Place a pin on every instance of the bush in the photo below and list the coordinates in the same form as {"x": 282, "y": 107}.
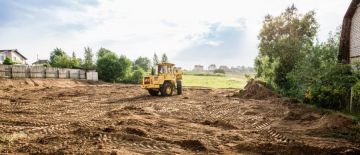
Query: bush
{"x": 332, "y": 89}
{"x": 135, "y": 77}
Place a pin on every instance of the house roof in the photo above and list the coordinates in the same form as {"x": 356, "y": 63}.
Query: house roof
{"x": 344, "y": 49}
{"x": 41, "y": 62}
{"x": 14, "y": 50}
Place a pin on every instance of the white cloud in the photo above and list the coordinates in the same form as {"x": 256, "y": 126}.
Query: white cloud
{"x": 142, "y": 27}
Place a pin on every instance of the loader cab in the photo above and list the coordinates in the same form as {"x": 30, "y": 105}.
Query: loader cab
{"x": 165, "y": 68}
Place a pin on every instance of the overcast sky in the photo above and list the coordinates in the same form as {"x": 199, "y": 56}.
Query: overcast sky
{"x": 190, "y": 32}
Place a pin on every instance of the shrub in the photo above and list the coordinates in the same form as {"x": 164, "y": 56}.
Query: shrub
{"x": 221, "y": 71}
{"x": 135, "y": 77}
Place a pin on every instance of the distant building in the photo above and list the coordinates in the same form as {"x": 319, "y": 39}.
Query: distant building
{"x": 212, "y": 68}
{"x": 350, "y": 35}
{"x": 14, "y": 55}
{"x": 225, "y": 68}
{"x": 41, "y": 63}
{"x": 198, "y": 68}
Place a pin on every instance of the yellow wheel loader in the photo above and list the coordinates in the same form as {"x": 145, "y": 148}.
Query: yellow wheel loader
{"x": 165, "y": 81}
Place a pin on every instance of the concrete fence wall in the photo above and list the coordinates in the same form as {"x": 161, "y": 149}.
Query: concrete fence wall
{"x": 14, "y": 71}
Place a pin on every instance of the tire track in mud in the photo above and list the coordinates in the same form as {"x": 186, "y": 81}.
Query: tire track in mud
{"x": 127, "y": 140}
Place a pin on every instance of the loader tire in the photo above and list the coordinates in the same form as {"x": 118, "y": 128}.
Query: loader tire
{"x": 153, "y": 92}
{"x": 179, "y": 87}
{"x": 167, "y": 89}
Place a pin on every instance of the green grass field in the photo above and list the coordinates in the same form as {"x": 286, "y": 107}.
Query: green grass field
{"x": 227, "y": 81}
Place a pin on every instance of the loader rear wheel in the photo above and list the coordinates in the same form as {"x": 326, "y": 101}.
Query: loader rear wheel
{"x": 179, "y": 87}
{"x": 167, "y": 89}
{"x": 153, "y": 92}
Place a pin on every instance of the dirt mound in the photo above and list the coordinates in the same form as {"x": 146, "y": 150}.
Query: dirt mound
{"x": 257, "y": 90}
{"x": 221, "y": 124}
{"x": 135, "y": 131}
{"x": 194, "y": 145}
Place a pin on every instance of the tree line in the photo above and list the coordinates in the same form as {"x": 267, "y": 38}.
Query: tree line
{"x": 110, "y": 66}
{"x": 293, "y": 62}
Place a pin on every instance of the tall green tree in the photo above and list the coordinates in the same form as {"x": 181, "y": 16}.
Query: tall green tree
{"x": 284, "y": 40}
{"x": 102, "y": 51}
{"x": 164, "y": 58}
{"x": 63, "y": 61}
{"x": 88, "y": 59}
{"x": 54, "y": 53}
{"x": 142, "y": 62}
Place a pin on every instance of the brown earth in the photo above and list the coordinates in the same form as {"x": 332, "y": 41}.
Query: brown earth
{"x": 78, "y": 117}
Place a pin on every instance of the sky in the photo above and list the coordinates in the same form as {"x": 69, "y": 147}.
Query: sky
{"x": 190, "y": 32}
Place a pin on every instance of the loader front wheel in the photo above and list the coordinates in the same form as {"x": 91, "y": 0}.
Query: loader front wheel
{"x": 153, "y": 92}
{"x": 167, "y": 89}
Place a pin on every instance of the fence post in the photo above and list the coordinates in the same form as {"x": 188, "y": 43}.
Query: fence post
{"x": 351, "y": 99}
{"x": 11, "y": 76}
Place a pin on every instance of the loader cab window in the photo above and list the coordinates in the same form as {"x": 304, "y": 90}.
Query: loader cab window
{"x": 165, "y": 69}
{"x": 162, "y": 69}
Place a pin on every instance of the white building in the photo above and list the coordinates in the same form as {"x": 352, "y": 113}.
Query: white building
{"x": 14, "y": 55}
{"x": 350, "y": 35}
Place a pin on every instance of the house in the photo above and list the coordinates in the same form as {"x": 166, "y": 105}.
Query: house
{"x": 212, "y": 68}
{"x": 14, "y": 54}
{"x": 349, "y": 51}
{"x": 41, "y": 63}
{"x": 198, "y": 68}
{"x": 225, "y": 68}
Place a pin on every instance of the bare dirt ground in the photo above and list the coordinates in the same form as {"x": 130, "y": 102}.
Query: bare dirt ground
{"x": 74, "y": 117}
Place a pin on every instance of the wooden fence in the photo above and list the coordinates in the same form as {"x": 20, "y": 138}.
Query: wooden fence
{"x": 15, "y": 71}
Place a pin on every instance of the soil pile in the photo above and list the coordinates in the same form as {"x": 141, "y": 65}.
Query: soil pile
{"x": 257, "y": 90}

+++++

* **GOAL OF THE EXERCISE**
In transcribing the lines above, omit the images and keep all else exact.

* **ANSWER FOR THIS EXERCISE**
Place a pin on every instance of the bush in the photo below and list the coordinates in the same form as {"x": 282, "y": 107}.
Query: bush
{"x": 332, "y": 89}
{"x": 135, "y": 77}
Place a pin on every instance of the house roof in the photo above and list the coordinates in the same form as {"x": 356, "y": 63}.
Query: house roof
{"x": 344, "y": 49}
{"x": 41, "y": 62}
{"x": 14, "y": 50}
Place a pin on every instance of the white cloud in the photo above and list the coordinates in the same form as {"x": 256, "y": 126}.
Query: white cloud
{"x": 142, "y": 27}
Place a pin on every instance of the loader cab in the photo above and list the coordinates in the same form as {"x": 30, "y": 105}.
Query: loader cab
{"x": 165, "y": 68}
Place a pin on every instance of the overcast sky in the photo above and list the coordinates in the same form as {"x": 199, "y": 56}.
Query: overcast sky
{"x": 190, "y": 32}
Place a pin on every instance of the shrub in the photo above and list the coordinates in the same form as {"x": 164, "y": 56}.
Query: shrub
{"x": 221, "y": 71}
{"x": 135, "y": 77}
Place a pin on every instance of the distant building in the photo above and list the coordinates in the same form as {"x": 319, "y": 39}.
Query: distant building
{"x": 212, "y": 68}
{"x": 350, "y": 35}
{"x": 14, "y": 55}
{"x": 225, "y": 68}
{"x": 41, "y": 63}
{"x": 198, "y": 68}
Place a pin on every instance of the yellow wheel loader in the photo above and list the coordinates in the same form as {"x": 145, "y": 148}.
Query: yellow wheel loader
{"x": 165, "y": 81}
Place a pin on every instance of the concrete fence wall in the photo above and list the coordinates in the same form as {"x": 161, "y": 149}.
Query: concrete fence wall
{"x": 14, "y": 71}
Place a pin on every instance of the tire track in mud in the photo above and list the coordinates in the same form as {"x": 186, "y": 81}.
Query: tire track in mud
{"x": 127, "y": 140}
Place a pin on every instance of the loader tire in the photo above and list the coordinates in the same form as {"x": 118, "y": 128}.
Query: loader tire
{"x": 153, "y": 92}
{"x": 179, "y": 87}
{"x": 167, "y": 89}
Place a pin on every instance of the green grass field in the photo above and list the coordinates in the same form as {"x": 286, "y": 107}.
Query: green grass field
{"x": 227, "y": 81}
Place a pin on every instance of the loader rear wheel in the photo above and list the coordinates in the same form as {"x": 326, "y": 101}.
Query: loader rear wheel
{"x": 179, "y": 87}
{"x": 167, "y": 89}
{"x": 153, "y": 92}
Place a pin on every instance of the dirt mound in the photo above and list the coordinates in the same form as {"x": 146, "y": 150}.
Query: dirt mound
{"x": 257, "y": 90}
{"x": 221, "y": 124}
{"x": 135, "y": 131}
{"x": 194, "y": 145}
Place a pin on every instance of the tree line in the photo above and list the coordinates in the same form as {"x": 267, "y": 38}.
Query: tree line
{"x": 110, "y": 66}
{"x": 293, "y": 62}
Place a pin on every instance of the tall green tree in the photo above and list the coordinates in the same form as {"x": 181, "y": 16}.
Query: tall green tree
{"x": 284, "y": 40}
{"x": 102, "y": 51}
{"x": 164, "y": 58}
{"x": 63, "y": 61}
{"x": 88, "y": 59}
{"x": 54, "y": 53}
{"x": 142, "y": 62}
Place a pin on every instance of the brown earth in the photo above and list the coordinates in the same form as {"x": 332, "y": 41}.
Query: brown earth
{"x": 78, "y": 117}
Place a pin on every instance of the sky in the photo above and list the coordinates in the same form as {"x": 69, "y": 147}.
Query: sky
{"x": 190, "y": 32}
Place a pin on every instance of the loader front wheel in the photo above and list the coordinates in the same form as {"x": 91, "y": 0}.
Query: loader front wheel
{"x": 153, "y": 92}
{"x": 167, "y": 89}
Place a pin on every instance of the fence post in the photo above and list the coordinates in the same form as {"x": 188, "y": 43}.
Query: fence post
{"x": 351, "y": 99}
{"x": 11, "y": 76}
Place a pin on every instance of the loader cab window in the photo above and list the coordinates in the same form as {"x": 304, "y": 90}.
Query: loader cab window
{"x": 165, "y": 69}
{"x": 162, "y": 69}
Place a pin on every instance of the white building in the photo above and list the coordinates in the same form as {"x": 352, "y": 113}.
Query: white building
{"x": 14, "y": 55}
{"x": 350, "y": 35}
Place a pin on every instance of the house in the photo above and list the coordinates in the same form as {"x": 166, "y": 105}.
Query: house
{"x": 212, "y": 68}
{"x": 14, "y": 54}
{"x": 349, "y": 51}
{"x": 41, "y": 63}
{"x": 198, "y": 68}
{"x": 225, "y": 68}
Place a pin on every instance of the bare dirt ground in the photo above and list the coordinates in the same form as {"x": 130, "y": 102}.
Query: bare dirt ground
{"x": 74, "y": 117}
Place a pin on every instance of the wooden fence in the photo above and list the coordinates in the same form as {"x": 20, "y": 138}.
Query: wooden fence
{"x": 15, "y": 71}
Place a pin on every instance of the soil pile in the photo above and list the coordinates in the same form as {"x": 141, "y": 65}.
Query: soil pile
{"x": 257, "y": 90}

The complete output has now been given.